(从合集中提取的数据)
####################

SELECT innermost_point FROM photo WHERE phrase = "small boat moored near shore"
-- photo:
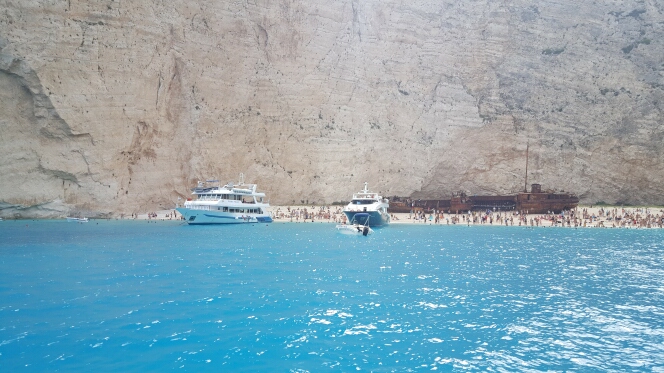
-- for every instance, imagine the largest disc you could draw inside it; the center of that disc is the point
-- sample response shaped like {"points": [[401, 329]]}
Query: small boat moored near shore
{"points": [[359, 225], [228, 204]]}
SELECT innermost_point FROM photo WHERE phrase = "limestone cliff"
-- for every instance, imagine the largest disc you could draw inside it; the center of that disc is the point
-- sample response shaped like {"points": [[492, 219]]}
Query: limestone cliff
{"points": [[110, 106]]}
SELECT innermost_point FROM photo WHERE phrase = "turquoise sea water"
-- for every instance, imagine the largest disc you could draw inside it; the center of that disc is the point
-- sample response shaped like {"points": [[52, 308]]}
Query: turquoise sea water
{"points": [[137, 296]]}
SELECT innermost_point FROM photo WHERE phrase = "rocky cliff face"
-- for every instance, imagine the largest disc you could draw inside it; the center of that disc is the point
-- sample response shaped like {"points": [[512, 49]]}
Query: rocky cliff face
{"points": [[112, 107]]}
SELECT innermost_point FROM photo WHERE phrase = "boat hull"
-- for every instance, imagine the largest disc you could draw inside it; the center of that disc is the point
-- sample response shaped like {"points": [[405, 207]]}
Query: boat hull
{"points": [[354, 229], [201, 217], [376, 218]]}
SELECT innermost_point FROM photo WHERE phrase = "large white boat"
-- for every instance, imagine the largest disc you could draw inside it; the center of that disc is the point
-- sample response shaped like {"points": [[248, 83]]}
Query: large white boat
{"points": [[370, 203], [228, 204]]}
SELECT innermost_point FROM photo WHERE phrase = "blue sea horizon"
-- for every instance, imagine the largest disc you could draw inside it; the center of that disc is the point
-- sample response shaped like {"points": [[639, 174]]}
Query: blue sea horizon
{"points": [[134, 296]]}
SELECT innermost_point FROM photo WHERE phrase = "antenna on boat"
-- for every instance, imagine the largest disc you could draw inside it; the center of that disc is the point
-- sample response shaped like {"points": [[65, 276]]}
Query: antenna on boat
{"points": [[525, 186]]}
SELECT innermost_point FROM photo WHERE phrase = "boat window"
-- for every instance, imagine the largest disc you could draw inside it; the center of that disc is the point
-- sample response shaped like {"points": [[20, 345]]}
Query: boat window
{"points": [[362, 202]]}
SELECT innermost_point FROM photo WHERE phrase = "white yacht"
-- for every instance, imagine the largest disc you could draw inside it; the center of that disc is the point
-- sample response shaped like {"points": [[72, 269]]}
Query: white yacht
{"points": [[358, 226], [370, 203], [228, 204]]}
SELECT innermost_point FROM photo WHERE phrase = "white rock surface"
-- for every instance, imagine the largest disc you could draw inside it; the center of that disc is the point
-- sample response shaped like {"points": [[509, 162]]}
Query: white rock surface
{"points": [[110, 107]]}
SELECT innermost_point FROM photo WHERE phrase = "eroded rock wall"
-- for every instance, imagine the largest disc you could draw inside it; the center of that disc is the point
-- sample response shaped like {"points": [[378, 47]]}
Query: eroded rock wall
{"points": [[111, 107]]}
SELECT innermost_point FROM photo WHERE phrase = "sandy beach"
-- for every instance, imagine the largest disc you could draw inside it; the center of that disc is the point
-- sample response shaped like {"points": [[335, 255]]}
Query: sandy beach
{"points": [[582, 216]]}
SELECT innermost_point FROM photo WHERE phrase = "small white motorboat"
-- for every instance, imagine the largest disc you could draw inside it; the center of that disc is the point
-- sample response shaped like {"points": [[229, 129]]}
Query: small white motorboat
{"points": [[359, 225]]}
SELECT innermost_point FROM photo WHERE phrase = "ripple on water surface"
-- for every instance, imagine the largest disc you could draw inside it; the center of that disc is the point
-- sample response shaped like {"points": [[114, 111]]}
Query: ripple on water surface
{"points": [[300, 297]]}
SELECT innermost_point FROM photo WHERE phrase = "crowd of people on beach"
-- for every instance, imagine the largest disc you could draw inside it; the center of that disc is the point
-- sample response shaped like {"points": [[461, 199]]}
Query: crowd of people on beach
{"points": [[315, 213], [609, 217], [601, 218]]}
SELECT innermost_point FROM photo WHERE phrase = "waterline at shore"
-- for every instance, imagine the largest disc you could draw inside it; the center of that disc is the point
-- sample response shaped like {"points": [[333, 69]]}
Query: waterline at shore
{"points": [[582, 216]]}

####################

**任务说明**
上述数据中有多少行包含字符串“window”？只需报出行数。

**参考解答**
2